Annotation dataset entries:
--------------------------------------------------
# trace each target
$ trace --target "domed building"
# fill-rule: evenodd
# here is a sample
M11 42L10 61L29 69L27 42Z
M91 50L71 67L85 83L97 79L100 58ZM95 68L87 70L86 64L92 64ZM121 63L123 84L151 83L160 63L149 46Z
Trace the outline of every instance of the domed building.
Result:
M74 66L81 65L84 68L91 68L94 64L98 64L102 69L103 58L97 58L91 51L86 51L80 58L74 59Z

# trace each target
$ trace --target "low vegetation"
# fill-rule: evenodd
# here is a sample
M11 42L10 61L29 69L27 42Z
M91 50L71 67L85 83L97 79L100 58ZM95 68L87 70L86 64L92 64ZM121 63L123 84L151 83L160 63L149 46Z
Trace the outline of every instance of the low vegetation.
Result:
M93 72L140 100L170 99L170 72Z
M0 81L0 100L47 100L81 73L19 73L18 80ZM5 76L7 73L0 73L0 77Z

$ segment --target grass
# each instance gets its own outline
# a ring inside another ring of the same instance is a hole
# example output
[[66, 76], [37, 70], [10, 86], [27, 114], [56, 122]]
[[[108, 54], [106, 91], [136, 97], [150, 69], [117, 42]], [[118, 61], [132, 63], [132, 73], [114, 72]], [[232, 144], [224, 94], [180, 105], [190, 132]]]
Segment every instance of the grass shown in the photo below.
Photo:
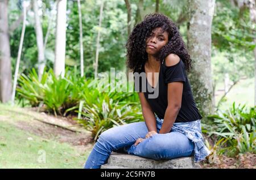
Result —
[[7, 114], [8, 108], [0, 105], [0, 168], [83, 168], [88, 152], [18, 128], [13, 121], [30, 117]]
[[[218, 83], [217, 88], [224, 88], [223, 83]], [[216, 104], [221, 96], [222, 95], [215, 97]], [[241, 103], [245, 104], [247, 106], [253, 106], [254, 105], [254, 79], [241, 80], [232, 88], [226, 98], [226, 101], [221, 105], [220, 109], [226, 110], [232, 107], [234, 101], [237, 105]]]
--------------------------------------------------
— INSTRUCTIONS TO FOLLOW —
Rewrite the lines of the listing, starting with the line that contains "segment --target grass" and going on through the end of the listing, with "grass" changed to "turf" and everything else left unchanged. Leave the pictures out of your answer.

— COMPLETE ANSWER —
$ segment --target turf
# each instance gets its own outline
# a ring inside another ring of the same instance is a hole
# example output
[[66, 76], [37, 70], [10, 86], [27, 114], [56, 122]]
[[[108, 54], [106, 91], [136, 97], [150, 69], [117, 42]], [[118, 61], [132, 63], [132, 73], [114, 72]], [[232, 144], [224, 94], [180, 105], [190, 132]]]
Segment every instance of the turf shown in the photo below.
Photo:
Result —
[[7, 114], [8, 108], [0, 105], [0, 168], [83, 168], [88, 152], [18, 128], [13, 121], [30, 117]]
[[[218, 83], [217, 88], [224, 88], [223, 83]], [[216, 104], [221, 96], [222, 95], [215, 97]], [[241, 103], [245, 104], [247, 106], [253, 106], [254, 105], [254, 79], [241, 80], [232, 88], [226, 98], [226, 101], [221, 105], [220, 109], [226, 110], [232, 107], [234, 101], [237, 105]]]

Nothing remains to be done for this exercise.